TASK DIRECTIONS
Starting at the line with "Where on this screen is the rolling hill?", transcribe each line through the final one, both included, and add nothing.
***
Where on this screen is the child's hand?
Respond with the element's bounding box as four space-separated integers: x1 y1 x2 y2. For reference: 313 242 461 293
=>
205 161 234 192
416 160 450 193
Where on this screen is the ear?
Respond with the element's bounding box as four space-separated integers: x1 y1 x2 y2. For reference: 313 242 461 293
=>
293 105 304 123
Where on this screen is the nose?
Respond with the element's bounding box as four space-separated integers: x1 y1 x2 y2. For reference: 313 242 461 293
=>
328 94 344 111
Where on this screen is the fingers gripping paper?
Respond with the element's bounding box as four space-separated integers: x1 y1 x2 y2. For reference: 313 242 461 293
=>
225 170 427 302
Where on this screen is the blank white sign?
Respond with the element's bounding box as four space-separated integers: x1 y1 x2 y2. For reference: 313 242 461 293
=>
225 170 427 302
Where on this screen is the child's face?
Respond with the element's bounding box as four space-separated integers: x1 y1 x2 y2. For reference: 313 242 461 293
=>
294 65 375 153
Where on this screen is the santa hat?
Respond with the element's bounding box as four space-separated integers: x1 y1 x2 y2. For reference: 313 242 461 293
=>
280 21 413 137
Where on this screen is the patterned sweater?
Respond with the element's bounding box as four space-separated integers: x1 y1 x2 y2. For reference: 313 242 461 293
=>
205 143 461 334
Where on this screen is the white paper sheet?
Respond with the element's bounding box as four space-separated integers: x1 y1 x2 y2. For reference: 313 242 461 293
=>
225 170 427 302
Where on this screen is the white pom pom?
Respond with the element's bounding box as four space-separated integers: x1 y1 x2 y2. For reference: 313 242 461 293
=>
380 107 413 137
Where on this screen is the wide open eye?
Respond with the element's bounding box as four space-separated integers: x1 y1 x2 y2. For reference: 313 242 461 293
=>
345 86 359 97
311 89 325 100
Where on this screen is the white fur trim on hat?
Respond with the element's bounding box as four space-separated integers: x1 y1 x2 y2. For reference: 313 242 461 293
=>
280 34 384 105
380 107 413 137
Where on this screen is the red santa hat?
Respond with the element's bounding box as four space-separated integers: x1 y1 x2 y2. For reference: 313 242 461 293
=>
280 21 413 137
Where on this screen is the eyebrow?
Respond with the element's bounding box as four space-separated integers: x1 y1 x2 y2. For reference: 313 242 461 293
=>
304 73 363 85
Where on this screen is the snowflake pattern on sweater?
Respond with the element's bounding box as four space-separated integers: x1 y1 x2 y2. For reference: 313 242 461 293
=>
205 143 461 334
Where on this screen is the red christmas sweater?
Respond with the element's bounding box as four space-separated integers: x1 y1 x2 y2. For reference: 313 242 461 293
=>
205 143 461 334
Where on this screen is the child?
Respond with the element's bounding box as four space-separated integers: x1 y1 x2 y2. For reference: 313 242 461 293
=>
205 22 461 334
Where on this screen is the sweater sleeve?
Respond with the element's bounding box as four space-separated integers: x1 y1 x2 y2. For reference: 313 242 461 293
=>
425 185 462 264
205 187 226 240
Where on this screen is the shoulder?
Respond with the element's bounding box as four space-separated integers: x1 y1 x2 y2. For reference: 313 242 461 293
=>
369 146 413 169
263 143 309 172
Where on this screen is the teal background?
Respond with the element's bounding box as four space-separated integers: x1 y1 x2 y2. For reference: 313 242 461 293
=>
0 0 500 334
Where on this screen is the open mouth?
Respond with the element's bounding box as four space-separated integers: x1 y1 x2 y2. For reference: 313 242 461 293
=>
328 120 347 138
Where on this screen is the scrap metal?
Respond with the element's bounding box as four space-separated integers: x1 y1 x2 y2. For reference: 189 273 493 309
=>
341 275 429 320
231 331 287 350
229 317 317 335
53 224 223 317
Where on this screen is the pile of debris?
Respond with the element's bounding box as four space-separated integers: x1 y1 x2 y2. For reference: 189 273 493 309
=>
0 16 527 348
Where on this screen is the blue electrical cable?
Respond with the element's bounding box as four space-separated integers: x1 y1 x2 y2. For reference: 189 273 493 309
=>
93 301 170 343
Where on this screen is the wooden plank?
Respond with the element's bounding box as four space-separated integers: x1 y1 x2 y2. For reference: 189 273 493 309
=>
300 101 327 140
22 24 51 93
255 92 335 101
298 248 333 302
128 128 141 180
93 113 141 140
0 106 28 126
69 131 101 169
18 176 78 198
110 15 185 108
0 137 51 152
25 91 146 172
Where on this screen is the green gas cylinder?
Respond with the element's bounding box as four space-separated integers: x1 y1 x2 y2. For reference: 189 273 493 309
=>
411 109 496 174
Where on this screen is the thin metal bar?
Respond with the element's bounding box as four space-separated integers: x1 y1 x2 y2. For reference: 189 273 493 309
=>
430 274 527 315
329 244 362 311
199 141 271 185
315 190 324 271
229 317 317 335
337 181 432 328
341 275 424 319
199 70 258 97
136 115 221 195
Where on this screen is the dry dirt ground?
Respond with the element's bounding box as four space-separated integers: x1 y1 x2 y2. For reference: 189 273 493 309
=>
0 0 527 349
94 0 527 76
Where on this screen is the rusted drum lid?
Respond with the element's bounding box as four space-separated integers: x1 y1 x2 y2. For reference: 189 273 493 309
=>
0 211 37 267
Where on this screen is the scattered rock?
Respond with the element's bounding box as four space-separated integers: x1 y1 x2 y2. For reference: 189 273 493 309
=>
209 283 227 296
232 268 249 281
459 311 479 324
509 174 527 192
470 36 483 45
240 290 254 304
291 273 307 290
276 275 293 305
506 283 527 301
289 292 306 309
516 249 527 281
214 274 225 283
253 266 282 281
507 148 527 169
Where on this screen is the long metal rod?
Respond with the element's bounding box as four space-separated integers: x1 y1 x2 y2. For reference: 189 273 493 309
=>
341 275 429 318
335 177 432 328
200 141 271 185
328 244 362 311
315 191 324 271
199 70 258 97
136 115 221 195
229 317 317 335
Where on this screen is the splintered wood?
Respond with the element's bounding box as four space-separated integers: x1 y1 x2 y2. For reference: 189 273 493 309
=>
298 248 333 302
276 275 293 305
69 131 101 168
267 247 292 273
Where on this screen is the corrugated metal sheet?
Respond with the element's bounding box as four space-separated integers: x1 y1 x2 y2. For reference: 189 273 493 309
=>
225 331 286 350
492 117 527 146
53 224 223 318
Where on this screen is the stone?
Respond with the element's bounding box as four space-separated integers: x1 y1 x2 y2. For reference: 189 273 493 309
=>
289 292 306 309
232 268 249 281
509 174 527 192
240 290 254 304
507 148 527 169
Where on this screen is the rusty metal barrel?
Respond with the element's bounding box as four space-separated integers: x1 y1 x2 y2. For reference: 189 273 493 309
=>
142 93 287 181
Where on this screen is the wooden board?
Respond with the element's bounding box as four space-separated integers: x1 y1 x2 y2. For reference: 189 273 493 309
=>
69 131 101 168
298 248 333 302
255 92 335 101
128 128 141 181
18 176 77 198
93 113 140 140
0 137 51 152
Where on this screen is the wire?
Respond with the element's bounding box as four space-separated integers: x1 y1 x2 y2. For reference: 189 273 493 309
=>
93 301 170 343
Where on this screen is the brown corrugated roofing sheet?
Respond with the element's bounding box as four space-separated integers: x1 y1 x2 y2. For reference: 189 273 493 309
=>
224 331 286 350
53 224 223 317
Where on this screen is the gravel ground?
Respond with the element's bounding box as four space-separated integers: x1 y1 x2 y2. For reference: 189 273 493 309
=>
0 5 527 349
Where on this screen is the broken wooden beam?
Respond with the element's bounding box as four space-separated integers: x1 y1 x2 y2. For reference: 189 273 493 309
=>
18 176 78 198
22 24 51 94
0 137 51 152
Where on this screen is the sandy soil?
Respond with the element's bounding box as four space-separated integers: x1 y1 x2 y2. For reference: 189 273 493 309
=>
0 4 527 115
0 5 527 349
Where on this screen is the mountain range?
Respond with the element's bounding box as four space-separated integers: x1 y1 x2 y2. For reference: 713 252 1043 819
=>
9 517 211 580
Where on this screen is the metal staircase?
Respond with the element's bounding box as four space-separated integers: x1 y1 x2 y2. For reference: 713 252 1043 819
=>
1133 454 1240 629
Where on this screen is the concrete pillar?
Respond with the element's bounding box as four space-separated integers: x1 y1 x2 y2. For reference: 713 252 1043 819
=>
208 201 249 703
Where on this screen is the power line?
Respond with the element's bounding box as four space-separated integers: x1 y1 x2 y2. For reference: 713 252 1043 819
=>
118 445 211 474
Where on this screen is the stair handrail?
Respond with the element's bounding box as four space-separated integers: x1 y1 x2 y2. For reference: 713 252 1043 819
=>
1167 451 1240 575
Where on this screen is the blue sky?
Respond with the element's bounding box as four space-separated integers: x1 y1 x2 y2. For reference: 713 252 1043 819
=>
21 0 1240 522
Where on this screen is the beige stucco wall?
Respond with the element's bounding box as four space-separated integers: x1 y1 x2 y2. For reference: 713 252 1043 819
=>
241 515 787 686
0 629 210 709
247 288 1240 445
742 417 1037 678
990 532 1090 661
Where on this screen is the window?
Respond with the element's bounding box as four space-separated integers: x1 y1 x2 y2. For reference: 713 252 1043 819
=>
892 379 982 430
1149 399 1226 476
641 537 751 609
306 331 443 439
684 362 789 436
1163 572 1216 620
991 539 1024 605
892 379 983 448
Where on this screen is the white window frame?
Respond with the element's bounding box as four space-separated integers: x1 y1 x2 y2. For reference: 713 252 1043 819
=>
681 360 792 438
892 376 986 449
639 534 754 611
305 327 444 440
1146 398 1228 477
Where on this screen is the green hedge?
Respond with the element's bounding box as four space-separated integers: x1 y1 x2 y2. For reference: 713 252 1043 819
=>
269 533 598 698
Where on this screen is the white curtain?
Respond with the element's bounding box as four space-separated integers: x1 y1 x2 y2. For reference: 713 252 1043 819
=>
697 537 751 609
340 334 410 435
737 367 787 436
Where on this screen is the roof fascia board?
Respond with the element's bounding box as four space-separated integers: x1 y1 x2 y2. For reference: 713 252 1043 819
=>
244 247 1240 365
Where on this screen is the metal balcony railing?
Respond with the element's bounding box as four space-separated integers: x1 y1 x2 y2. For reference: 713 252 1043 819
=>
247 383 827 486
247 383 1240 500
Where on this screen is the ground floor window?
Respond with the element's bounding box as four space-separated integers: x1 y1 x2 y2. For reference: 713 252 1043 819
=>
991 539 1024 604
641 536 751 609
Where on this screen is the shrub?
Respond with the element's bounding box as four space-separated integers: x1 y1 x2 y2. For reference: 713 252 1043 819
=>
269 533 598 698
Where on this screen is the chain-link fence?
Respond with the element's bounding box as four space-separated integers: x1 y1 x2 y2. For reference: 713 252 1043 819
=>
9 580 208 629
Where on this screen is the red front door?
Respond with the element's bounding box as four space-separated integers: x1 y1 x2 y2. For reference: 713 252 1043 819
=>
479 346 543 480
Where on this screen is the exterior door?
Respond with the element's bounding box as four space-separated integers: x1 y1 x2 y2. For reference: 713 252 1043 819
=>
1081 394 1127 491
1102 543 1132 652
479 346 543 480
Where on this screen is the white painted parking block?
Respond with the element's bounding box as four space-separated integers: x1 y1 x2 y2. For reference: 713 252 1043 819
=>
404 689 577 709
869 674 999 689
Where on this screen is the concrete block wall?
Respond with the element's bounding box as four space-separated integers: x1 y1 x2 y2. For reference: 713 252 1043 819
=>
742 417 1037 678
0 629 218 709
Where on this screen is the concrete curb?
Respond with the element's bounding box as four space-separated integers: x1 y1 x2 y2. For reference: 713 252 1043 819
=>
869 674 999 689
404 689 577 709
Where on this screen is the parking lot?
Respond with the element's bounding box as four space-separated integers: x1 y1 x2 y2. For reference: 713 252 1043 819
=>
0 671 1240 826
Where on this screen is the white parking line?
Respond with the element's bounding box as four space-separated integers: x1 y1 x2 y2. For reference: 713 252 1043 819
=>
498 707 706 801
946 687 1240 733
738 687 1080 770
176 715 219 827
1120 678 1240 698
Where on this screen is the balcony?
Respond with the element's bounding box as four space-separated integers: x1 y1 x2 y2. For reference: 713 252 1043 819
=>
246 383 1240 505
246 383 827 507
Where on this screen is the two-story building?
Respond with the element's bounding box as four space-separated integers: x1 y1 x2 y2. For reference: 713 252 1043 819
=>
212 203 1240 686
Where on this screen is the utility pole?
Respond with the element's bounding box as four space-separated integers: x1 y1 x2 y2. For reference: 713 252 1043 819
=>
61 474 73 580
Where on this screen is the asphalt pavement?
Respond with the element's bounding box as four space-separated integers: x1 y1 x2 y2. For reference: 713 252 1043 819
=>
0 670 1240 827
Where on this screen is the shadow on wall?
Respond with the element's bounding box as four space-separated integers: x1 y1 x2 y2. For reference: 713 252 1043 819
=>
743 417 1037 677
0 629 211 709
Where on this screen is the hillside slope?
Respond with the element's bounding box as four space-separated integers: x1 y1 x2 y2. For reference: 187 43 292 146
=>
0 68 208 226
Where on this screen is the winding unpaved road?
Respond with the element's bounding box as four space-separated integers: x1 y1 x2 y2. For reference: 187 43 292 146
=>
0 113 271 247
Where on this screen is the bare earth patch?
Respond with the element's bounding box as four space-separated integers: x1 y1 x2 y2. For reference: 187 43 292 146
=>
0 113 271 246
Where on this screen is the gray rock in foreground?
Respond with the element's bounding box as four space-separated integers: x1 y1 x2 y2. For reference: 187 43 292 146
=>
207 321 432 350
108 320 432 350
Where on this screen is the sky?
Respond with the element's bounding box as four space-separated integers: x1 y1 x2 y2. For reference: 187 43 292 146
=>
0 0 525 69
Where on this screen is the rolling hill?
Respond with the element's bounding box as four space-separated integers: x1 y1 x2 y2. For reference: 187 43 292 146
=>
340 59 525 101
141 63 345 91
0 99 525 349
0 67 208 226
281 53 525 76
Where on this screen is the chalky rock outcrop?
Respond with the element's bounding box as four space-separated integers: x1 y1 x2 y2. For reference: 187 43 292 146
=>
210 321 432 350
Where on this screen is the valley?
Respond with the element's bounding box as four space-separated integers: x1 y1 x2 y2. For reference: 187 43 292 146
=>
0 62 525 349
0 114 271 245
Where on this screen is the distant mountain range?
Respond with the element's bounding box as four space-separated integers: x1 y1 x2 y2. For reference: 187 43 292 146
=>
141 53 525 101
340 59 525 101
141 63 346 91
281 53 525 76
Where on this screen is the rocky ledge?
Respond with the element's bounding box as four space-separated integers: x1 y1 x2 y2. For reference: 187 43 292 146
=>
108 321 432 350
***
WRITTEN SOLUTION
Where on this screen is the rolling hill?
Respond with the element's bounding box as four space-separated integers: x1 y1 x2 y2. For reference: 187 43 292 146
=>
340 59 525 101
141 63 345 91
0 99 525 349
0 67 208 226
281 53 525 76
Where on this screen is the chalky rock outcrop?
Respond with the element's bounding box as four space-separated integers: x1 y1 x2 y2. For reference: 187 43 292 146
=>
210 321 432 350
Where on this screen is the valley?
Respond with the element's bounding box as four space-separated integers: x1 y1 x2 y2. For reference: 187 43 292 146
=>
0 62 525 349
0 114 271 245
Where on this screen is the distant mountain range?
Respond with the element's bounding box as four space-separated integers: x1 y1 x2 y2. For reference: 187 43 292 146
=>
141 53 525 101
340 59 525 101
141 63 346 91
281 53 525 76
Where on this screen is the rocky ledge?
Respond with the element's bounding box as four space-separated integers: x1 y1 x2 y2. For reference: 187 43 292 146
=>
108 321 432 350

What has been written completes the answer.